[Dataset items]
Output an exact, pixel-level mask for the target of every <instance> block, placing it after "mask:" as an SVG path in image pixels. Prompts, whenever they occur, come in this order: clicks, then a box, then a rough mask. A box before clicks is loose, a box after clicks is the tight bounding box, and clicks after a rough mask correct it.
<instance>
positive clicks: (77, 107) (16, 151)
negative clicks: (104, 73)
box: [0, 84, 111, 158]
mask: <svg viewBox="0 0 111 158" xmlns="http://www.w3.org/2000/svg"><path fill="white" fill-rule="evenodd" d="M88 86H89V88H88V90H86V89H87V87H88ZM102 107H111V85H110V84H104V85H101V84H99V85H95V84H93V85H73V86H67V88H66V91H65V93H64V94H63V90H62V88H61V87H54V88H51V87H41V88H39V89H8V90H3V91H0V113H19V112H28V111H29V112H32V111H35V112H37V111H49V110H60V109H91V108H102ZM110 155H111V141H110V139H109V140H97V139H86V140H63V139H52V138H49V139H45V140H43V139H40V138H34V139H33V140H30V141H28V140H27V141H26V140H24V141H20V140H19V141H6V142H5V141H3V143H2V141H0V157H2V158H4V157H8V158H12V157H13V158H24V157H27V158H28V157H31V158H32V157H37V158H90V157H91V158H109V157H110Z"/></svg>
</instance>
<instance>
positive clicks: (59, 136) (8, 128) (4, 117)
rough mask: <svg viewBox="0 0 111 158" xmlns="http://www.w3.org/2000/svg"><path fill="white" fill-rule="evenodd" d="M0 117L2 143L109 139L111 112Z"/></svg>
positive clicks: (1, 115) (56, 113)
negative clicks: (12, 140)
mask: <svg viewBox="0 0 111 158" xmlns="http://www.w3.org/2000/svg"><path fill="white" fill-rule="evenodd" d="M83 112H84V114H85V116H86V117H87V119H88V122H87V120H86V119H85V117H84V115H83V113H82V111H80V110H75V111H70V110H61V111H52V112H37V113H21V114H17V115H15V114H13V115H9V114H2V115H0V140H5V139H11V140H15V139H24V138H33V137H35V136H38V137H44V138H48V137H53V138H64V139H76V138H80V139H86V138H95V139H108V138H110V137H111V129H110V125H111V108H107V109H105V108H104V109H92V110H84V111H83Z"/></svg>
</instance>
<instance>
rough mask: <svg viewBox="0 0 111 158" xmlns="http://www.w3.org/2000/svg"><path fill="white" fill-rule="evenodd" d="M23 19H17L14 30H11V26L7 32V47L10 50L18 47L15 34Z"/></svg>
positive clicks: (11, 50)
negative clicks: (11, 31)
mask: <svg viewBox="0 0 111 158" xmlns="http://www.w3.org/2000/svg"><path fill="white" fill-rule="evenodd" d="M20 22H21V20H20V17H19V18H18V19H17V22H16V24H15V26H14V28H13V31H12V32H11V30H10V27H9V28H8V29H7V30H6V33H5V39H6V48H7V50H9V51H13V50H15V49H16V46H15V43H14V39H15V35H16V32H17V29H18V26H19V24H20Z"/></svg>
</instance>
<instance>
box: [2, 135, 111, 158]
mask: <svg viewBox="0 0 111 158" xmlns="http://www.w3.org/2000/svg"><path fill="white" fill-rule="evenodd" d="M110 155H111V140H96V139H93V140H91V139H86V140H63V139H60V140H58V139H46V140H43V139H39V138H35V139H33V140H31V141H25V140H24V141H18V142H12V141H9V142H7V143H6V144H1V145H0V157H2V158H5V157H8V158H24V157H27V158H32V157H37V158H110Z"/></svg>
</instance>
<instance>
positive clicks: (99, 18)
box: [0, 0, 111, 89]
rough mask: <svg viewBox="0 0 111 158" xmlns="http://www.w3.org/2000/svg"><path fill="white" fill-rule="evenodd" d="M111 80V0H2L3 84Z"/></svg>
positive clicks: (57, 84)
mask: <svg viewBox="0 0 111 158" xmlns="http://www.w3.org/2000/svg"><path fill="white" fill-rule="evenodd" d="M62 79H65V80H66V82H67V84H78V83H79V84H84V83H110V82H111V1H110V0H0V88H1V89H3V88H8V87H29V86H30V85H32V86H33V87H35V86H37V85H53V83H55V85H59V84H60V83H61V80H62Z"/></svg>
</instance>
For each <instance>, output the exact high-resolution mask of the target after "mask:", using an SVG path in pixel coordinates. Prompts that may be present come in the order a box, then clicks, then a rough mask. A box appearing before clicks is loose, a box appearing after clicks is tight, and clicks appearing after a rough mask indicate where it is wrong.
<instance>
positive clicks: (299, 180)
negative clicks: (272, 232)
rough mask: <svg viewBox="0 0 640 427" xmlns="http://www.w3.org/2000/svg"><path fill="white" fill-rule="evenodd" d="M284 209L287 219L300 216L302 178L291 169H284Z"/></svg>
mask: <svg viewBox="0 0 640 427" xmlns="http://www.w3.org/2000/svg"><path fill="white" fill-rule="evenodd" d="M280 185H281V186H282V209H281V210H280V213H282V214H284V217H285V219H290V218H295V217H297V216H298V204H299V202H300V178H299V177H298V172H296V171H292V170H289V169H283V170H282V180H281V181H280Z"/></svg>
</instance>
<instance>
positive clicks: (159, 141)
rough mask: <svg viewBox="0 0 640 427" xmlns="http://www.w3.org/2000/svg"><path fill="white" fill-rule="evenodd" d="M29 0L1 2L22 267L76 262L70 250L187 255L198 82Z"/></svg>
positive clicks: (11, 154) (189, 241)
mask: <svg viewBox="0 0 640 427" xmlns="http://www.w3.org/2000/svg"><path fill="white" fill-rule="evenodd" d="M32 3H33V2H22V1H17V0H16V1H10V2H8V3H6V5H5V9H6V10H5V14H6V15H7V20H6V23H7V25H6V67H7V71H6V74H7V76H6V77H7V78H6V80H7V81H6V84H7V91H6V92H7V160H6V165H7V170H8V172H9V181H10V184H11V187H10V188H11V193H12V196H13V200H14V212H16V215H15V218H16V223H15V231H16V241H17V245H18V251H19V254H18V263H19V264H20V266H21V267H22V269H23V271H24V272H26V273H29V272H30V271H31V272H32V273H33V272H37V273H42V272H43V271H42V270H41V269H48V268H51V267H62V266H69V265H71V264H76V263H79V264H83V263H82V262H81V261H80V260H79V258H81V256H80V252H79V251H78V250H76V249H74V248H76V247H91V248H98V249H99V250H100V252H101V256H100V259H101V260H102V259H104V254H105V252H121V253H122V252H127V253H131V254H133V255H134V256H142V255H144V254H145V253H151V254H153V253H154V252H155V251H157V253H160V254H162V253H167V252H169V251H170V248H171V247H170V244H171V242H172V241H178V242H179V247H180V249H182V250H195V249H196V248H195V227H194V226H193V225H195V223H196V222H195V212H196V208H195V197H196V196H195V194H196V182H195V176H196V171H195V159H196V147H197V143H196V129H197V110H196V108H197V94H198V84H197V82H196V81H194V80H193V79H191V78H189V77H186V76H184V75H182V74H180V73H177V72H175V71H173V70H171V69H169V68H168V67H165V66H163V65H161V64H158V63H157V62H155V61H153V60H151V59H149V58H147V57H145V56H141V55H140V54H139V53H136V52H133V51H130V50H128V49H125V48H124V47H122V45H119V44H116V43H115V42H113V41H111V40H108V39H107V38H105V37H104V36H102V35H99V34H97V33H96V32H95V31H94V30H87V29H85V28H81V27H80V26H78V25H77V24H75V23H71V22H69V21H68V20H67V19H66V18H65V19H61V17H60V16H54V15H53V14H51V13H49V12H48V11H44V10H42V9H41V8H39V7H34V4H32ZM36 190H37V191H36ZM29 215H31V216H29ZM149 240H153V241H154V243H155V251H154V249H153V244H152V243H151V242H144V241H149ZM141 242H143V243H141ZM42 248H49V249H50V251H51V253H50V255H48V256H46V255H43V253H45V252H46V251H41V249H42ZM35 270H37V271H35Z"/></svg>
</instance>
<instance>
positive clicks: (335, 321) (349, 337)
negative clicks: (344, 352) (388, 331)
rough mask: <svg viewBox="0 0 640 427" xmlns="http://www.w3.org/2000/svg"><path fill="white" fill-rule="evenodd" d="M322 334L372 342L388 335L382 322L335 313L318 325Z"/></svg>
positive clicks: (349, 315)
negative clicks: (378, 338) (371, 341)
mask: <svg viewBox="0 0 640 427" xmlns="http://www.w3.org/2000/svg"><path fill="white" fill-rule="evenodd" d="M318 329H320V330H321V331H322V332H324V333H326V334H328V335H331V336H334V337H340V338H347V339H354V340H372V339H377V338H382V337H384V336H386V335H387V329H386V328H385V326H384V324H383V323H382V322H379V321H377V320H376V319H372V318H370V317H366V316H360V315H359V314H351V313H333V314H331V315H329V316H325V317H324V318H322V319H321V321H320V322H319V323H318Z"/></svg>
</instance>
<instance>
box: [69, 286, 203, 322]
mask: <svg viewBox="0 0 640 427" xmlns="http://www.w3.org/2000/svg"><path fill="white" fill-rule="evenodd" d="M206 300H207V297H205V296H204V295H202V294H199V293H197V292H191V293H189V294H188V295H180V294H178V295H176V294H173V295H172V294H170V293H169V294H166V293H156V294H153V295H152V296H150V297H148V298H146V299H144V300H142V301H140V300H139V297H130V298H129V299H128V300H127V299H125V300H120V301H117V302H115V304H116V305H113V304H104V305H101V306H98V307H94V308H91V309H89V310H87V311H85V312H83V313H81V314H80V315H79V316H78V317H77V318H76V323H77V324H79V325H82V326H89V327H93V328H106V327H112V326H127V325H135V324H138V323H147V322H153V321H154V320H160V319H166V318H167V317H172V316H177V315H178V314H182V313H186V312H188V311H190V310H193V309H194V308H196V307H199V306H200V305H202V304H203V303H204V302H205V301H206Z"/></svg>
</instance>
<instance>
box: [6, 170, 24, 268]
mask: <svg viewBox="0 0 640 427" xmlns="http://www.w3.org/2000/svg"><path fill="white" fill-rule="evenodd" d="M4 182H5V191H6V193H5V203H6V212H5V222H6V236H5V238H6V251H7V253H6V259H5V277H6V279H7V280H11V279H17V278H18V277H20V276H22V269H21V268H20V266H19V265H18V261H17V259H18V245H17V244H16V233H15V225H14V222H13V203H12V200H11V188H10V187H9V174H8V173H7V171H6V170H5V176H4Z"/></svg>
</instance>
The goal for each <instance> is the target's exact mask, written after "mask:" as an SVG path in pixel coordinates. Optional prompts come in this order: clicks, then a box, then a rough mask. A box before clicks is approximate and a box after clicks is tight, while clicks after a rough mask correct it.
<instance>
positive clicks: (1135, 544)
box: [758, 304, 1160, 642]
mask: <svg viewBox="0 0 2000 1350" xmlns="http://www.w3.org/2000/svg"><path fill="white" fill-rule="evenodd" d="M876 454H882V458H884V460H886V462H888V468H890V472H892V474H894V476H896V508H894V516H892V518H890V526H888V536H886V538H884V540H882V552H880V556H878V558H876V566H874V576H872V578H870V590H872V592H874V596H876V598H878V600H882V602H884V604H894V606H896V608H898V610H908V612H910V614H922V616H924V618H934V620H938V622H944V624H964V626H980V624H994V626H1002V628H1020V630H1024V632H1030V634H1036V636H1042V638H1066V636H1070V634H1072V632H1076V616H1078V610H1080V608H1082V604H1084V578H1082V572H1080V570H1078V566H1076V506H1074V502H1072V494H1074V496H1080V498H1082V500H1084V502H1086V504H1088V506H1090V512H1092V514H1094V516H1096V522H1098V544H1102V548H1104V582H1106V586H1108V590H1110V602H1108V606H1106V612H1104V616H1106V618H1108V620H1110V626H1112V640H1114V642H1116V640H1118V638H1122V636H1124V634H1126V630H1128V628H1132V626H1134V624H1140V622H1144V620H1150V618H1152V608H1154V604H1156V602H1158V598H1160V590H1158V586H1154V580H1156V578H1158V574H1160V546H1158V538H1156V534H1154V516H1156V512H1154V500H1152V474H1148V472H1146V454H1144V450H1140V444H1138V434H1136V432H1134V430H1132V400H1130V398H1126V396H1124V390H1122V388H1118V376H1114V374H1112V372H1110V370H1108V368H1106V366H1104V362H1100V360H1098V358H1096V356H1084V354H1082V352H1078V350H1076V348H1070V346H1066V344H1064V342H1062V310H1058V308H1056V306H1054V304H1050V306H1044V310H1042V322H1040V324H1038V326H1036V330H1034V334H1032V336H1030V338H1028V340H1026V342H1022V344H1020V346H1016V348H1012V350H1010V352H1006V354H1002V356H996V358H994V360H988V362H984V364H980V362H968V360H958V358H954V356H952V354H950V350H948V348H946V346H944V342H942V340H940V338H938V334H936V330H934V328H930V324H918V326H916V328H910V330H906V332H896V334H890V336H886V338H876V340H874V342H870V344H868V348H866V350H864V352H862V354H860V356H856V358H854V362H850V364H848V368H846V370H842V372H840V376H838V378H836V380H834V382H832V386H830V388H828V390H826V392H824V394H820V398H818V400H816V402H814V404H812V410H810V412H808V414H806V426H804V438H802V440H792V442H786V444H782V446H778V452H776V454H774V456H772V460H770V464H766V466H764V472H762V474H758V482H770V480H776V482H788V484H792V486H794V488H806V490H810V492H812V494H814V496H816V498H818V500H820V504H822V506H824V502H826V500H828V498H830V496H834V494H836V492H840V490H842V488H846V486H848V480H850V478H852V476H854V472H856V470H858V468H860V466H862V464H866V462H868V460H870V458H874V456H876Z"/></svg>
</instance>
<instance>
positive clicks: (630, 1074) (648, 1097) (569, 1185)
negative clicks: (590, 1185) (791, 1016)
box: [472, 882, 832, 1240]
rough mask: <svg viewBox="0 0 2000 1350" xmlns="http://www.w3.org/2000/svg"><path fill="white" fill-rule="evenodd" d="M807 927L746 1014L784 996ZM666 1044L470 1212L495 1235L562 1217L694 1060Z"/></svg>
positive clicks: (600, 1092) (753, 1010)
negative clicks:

§ Task requirements: Give back every line from the beginning of the records through the line holding "positive clicks: (11, 50)", exactly as it reads, and leave out the rest.

§ Solution to the exercise:
Output an exact, pixel-level mask for the target of every <instance> block, placing it after "mask:" as an SVG path in image pixels. Prompts, whenever they occur, come in this order: clicks, then a box, then a rough mask. A box before clicks is loose, a box after clicks is the tight bounding box, and clicks after a rough mask correct it.
<instance>
positive clicks: (77, 107) (16, 151)
negative clicks: (104, 73)
box: [0, 84, 111, 158]
mask: <svg viewBox="0 0 111 158" xmlns="http://www.w3.org/2000/svg"><path fill="white" fill-rule="evenodd" d="M88 86H89V88H88V90H86V89H87V87H88ZM102 107H111V85H110V84H104V85H101V84H99V85H95V84H93V85H73V86H67V88H66V91H65V93H64V94H63V90H62V88H61V87H54V88H51V87H41V88H39V89H8V90H3V91H0V113H19V112H28V111H29V112H32V111H35V112H37V111H49V110H60V109H91V108H102ZM110 155H111V141H110V139H109V140H97V139H86V140H63V139H52V138H49V139H45V140H43V139H40V138H34V139H33V140H30V141H28V140H27V141H26V140H24V141H20V140H19V141H6V142H5V141H3V143H2V141H0V157H2V158H4V157H8V158H12V157H13V158H24V157H27V158H28V157H31V158H32V157H37V158H90V157H91V158H109V157H110Z"/></svg>
</instance>
<instance>
positive clicks: (59, 136) (8, 128) (4, 117)
rough mask: <svg viewBox="0 0 111 158" xmlns="http://www.w3.org/2000/svg"><path fill="white" fill-rule="evenodd" d="M0 117L2 143L109 139L111 112Z"/></svg>
positive clicks: (1, 115) (56, 113)
negative clicks: (12, 140)
mask: <svg viewBox="0 0 111 158" xmlns="http://www.w3.org/2000/svg"><path fill="white" fill-rule="evenodd" d="M83 112H84V114H85V116H86V117H87V119H88V122H87V120H86V119H85V117H84V115H83V113H82V111H80V110H75V111H70V110H61V111H52V112H37V113H21V114H17V115H15V114H13V115H9V114H2V115H0V140H5V139H11V140H15V139H24V138H33V137H35V136H38V137H44V138H48V137H53V138H64V139H76V138H80V139H86V138H95V139H108V138H110V137H111V129H110V125H111V108H107V109H105V108H104V109H92V110H84V111H83Z"/></svg>
</instance>
<instance>
rough mask: <svg viewBox="0 0 111 158" xmlns="http://www.w3.org/2000/svg"><path fill="white" fill-rule="evenodd" d="M23 19H17L14 30H11V26L7 32V47L10 50L18 47L15 34Z"/></svg>
positive clicks: (11, 50)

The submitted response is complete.